▸ Directive
Select each line in the records that contains the string "fixture", and copy those lines out.

▸ Provided material
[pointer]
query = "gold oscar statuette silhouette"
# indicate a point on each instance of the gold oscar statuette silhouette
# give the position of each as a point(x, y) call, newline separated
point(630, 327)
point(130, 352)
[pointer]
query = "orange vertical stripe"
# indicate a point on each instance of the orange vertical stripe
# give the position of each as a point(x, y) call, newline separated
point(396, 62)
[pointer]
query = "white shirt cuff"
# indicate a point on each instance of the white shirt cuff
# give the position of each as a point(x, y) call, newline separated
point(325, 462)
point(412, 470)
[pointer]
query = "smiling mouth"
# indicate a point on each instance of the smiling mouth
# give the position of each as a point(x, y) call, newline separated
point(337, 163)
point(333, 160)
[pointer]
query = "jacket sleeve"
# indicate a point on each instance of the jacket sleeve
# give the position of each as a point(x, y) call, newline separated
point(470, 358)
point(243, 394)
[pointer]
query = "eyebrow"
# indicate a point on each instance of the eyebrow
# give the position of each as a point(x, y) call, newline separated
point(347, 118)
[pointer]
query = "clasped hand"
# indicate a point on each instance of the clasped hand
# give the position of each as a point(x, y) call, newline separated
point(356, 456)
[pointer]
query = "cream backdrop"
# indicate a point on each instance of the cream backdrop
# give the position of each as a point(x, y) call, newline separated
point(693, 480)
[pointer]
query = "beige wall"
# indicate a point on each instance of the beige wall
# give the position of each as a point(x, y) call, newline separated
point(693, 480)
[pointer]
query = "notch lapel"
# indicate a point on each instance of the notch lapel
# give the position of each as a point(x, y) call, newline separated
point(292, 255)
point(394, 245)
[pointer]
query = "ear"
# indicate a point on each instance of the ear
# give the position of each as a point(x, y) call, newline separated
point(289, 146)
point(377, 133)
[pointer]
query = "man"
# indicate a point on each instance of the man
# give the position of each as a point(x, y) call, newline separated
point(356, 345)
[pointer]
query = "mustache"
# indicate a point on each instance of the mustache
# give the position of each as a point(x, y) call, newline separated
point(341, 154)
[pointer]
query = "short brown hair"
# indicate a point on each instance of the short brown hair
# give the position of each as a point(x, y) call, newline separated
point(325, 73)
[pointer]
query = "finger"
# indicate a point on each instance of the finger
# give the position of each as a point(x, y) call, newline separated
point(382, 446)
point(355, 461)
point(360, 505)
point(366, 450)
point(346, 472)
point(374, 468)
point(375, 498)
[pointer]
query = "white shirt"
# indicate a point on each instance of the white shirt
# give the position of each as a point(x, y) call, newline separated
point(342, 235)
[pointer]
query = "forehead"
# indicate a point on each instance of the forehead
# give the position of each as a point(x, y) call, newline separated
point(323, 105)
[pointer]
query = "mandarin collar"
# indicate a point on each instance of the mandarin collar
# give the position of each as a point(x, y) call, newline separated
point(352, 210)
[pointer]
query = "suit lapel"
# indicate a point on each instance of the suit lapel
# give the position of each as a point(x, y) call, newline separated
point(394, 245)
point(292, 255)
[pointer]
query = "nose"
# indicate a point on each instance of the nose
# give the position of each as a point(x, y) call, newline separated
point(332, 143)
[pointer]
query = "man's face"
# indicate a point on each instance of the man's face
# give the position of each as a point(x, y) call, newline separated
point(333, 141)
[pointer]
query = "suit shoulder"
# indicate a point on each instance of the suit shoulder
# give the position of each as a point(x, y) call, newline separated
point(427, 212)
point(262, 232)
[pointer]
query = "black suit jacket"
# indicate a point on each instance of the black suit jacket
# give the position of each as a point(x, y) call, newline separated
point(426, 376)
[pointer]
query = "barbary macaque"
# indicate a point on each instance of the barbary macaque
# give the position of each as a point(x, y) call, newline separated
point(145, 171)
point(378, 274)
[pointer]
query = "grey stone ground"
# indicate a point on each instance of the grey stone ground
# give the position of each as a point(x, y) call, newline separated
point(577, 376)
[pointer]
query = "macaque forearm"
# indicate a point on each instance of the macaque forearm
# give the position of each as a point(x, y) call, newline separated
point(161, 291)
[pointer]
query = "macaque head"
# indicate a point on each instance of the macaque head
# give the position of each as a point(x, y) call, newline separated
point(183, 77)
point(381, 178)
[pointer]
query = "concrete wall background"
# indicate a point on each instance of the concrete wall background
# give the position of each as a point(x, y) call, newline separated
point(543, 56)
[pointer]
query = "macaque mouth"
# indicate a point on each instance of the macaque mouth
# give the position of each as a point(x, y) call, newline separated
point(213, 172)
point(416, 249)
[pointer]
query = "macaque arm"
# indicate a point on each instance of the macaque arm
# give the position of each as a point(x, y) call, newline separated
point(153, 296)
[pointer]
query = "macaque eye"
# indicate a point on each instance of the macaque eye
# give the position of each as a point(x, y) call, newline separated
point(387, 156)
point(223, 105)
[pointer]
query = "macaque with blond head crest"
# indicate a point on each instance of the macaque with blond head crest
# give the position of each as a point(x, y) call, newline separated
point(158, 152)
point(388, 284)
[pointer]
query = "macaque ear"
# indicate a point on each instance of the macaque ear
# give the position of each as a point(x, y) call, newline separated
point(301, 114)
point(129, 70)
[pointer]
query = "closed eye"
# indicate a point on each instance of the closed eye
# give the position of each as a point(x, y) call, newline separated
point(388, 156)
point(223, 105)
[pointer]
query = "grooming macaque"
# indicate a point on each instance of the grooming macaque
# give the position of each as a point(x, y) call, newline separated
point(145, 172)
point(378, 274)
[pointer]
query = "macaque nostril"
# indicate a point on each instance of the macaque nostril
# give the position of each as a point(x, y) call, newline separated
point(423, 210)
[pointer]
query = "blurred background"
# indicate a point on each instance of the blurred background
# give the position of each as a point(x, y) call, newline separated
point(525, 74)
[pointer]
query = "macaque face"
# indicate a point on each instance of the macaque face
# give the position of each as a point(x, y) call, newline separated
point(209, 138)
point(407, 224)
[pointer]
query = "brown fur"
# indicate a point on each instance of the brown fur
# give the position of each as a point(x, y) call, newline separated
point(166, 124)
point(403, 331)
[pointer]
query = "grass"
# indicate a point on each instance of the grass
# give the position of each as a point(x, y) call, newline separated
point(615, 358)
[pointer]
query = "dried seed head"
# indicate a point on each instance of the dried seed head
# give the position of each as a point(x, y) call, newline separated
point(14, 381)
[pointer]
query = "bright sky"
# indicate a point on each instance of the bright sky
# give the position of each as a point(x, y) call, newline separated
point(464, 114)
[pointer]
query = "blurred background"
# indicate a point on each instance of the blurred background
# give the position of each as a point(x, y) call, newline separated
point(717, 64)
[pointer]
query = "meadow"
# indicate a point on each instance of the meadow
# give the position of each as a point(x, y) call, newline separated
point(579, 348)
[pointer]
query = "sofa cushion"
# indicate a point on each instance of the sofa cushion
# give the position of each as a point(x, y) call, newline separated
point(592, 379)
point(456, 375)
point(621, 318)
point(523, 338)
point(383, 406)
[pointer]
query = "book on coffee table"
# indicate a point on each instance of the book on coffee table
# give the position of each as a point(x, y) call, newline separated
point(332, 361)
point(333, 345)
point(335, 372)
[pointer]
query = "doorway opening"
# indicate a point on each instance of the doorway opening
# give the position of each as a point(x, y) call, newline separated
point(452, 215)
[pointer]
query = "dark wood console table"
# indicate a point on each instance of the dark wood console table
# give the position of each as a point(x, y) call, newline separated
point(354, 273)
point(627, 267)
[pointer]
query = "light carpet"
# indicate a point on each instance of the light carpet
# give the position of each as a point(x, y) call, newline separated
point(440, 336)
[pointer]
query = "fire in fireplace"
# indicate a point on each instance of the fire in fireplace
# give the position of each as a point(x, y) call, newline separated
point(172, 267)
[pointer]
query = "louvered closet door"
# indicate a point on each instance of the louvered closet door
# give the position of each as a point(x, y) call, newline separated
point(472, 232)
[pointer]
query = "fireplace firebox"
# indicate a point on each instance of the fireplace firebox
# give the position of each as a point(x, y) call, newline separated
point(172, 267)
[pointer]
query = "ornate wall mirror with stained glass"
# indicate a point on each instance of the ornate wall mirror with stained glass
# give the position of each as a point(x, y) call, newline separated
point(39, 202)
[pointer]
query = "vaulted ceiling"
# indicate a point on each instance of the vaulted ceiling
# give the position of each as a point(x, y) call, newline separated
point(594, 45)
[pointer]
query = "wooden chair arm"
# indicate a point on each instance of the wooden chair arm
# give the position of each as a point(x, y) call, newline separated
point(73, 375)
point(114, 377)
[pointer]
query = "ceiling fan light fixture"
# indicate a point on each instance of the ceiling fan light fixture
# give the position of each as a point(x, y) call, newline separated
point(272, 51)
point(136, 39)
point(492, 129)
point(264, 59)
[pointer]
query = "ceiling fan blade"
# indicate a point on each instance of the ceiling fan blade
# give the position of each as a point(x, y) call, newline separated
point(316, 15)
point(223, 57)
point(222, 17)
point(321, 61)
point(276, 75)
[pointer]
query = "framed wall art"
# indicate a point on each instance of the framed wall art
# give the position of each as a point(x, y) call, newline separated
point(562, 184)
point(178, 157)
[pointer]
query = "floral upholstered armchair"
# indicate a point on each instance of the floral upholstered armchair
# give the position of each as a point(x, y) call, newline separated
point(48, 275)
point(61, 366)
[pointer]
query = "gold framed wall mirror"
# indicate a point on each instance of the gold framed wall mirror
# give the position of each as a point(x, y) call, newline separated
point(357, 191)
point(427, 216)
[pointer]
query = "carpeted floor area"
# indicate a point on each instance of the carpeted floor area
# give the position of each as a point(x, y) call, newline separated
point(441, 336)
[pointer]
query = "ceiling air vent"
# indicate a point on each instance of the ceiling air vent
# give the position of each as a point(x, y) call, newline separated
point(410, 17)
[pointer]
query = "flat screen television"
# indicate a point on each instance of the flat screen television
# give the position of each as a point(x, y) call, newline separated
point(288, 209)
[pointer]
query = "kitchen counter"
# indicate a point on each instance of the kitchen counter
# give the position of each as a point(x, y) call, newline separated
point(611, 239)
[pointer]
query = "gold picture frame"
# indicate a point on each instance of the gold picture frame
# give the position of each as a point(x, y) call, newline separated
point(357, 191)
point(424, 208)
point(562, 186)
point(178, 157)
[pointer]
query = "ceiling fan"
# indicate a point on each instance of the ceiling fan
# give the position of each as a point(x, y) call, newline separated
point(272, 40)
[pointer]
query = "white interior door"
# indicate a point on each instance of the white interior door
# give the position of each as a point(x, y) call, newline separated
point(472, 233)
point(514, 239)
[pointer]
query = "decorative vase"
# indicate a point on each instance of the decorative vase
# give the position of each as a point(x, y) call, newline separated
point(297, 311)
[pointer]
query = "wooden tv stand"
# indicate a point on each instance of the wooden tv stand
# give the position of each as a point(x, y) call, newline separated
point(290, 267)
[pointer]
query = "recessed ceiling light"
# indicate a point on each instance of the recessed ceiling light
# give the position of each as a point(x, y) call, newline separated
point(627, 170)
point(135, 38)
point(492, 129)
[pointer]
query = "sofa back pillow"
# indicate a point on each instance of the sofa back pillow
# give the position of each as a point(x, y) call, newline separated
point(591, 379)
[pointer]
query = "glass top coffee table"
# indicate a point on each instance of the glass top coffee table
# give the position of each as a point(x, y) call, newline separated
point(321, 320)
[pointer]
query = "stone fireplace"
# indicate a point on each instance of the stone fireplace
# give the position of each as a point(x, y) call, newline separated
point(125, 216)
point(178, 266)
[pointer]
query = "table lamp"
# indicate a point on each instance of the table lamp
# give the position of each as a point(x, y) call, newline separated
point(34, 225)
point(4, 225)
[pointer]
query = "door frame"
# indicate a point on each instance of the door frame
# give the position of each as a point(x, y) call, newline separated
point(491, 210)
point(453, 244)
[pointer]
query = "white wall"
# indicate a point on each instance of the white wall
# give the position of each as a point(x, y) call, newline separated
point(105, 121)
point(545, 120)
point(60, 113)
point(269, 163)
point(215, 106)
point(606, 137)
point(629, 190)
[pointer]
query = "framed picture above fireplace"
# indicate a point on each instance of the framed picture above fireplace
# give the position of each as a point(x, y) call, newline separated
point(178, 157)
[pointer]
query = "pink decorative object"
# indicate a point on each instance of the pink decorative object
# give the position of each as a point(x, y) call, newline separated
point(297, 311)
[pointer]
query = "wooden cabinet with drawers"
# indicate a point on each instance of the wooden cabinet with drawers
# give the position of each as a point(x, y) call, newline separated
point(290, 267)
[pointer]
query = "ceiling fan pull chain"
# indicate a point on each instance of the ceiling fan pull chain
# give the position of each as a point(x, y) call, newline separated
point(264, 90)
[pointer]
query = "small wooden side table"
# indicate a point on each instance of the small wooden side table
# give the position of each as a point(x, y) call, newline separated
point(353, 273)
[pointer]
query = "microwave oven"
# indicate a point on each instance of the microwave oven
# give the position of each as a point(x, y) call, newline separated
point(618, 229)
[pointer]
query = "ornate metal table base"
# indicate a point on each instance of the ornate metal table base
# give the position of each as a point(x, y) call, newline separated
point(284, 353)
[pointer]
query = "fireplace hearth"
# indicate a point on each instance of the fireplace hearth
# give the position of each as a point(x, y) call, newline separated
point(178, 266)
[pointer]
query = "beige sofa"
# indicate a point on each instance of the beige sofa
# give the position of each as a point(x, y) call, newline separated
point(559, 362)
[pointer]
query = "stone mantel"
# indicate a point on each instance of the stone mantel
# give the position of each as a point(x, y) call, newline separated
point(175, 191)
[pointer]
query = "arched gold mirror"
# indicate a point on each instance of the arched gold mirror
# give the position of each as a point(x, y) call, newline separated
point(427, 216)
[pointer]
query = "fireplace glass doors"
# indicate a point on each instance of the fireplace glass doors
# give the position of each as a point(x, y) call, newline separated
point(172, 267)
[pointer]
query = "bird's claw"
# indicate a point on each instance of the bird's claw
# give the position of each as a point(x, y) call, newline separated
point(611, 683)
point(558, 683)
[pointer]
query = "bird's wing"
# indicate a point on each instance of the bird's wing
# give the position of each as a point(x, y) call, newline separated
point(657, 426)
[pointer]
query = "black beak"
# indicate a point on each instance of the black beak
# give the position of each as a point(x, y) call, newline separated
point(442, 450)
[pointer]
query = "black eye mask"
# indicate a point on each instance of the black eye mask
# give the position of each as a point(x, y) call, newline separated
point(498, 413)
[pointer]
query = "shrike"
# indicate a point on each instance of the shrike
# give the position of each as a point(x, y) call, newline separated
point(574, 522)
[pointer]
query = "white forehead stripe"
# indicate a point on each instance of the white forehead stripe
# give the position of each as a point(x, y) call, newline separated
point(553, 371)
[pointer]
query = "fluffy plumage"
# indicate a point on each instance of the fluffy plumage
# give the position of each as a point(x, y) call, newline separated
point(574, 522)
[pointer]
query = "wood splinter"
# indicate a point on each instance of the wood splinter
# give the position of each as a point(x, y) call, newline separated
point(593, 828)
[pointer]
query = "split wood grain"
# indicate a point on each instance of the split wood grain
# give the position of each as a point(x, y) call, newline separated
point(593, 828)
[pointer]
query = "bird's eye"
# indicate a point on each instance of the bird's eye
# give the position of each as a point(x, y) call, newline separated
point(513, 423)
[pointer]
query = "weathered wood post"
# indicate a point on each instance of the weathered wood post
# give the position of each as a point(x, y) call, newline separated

▸ Task response
query = "ceiling fan light fixture"
# indicate a point on each instance of the ceiling fan light fixture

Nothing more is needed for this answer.